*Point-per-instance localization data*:
-- Opening Marker --

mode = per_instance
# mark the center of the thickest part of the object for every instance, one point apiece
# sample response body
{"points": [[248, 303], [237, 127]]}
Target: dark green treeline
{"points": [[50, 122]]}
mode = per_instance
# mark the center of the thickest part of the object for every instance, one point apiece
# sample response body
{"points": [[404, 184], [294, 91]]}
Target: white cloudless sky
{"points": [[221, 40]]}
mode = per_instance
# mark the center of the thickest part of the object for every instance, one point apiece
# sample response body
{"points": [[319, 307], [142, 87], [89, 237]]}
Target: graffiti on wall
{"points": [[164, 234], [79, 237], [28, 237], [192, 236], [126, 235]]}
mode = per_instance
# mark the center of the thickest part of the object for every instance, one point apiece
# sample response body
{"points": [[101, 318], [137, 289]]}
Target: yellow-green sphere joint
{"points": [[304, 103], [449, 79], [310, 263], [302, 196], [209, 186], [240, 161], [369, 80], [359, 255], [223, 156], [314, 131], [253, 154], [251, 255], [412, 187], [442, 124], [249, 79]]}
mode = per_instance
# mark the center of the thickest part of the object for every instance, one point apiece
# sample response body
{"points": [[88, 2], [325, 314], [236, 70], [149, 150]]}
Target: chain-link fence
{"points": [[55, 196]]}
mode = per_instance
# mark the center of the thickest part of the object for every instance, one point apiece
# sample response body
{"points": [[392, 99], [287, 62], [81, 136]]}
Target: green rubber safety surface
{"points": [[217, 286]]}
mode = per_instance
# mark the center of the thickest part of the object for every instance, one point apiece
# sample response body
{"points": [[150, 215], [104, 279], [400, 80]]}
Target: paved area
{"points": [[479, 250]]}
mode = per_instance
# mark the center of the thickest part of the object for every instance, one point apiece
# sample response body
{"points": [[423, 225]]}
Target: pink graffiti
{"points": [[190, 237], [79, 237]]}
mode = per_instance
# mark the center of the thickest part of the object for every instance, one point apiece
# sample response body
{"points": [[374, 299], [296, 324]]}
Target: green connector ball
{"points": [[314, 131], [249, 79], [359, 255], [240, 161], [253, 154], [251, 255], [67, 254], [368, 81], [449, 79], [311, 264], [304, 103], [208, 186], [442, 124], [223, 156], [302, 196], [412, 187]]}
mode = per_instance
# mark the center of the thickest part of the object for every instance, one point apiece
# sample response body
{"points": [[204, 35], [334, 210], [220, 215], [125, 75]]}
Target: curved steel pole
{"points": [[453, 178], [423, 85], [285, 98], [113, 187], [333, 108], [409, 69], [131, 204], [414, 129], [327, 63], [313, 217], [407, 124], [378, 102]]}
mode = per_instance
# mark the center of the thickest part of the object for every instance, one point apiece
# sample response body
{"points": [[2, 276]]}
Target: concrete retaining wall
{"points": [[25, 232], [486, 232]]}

-- Closing Marker --

*PROBLEM*: Having read the entries, output all of them verbatim.

*EXERCISE RESULT*:
mode = per_instance
# mark the center of the thickest part of the object for every instance, one point apiece
# sample response body
{"points": [[248, 303], [237, 127]]}
Target: dark green treeline
{"points": [[50, 122]]}
mode = per_instance
# mark the center of the thickest part of the object for every instance, one point apiece
# sample response body
{"points": [[404, 184], [294, 91]]}
Target: white cloudless sky
{"points": [[221, 40]]}
mode = per_instance
# mark the center of the thickest part of the object for every instance, one point apiece
# sample response body
{"points": [[319, 307], [142, 87], [89, 237]]}
Target: graffiti on wall
{"points": [[164, 234], [79, 237], [28, 237], [192, 236], [126, 235]]}
mode = per_instance
# mark the center of the thickest part of the object for every instance, one point apiece
# sample response body
{"points": [[101, 318], [137, 289]]}
Target: yellow-green sphere joint
{"points": [[304, 103], [449, 79], [310, 263], [302, 196], [209, 186], [240, 161], [369, 80], [359, 255], [223, 156], [314, 131], [253, 154], [251, 255], [412, 187], [442, 124], [249, 79]]}
mode = per_instance
# mark the center of the thickest part of the object for every instance, one point apiece
# sample response body
{"points": [[88, 2], [325, 314], [236, 70], [149, 150]]}
Target: chain-link fence
{"points": [[55, 196]]}
mode = per_instance
# mark the center of the thickest part of the object for every instance, one point apiece
# sample response body
{"points": [[392, 99], [287, 62], [81, 136]]}
Target: green rubber safety surface
{"points": [[217, 286]]}
mode = per_instance
# mark the center of the thickest part of the object for every instance, one point apiece
# sample response body
{"points": [[150, 215], [104, 279], [400, 80]]}
Target: paved area
{"points": [[479, 250]]}
mode = per_instance
# mark the center of the thickest part of the object for every instance, one point apiece
# sample response body
{"points": [[423, 225]]}
Target: pink graffiti
{"points": [[190, 237], [79, 237]]}
mode = per_instance
# mark the center of the thickest part of the object for every instance, one point apiece
# sample response body
{"points": [[374, 299], [296, 324]]}
Target: green connector ball
{"points": [[314, 131], [249, 79], [359, 255], [240, 161], [253, 154], [251, 255], [67, 254], [368, 81], [449, 79], [311, 264], [304, 103], [208, 186], [442, 124], [223, 156], [302, 196], [412, 187]]}
mode = per_instance
# mark the center of the thickest part of the object for every instance, one point apiece
# sample response body
{"points": [[204, 35], [334, 210], [220, 215], [125, 75]]}
Target: curved steel pole
{"points": [[453, 178], [423, 85], [285, 98], [113, 187], [333, 108], [409, 69], [131, 204], [414, 129], [327, 63], [313, 217], [407, 124], [378, 102]]}
mode = per_instance
# mark the center of the thickest part of the object for every instance, one point apiece
# sample response body
{"points": [[2, 276]]}
Target: concrete retaining wall
{"points": [[25, 232], [486, 232]]}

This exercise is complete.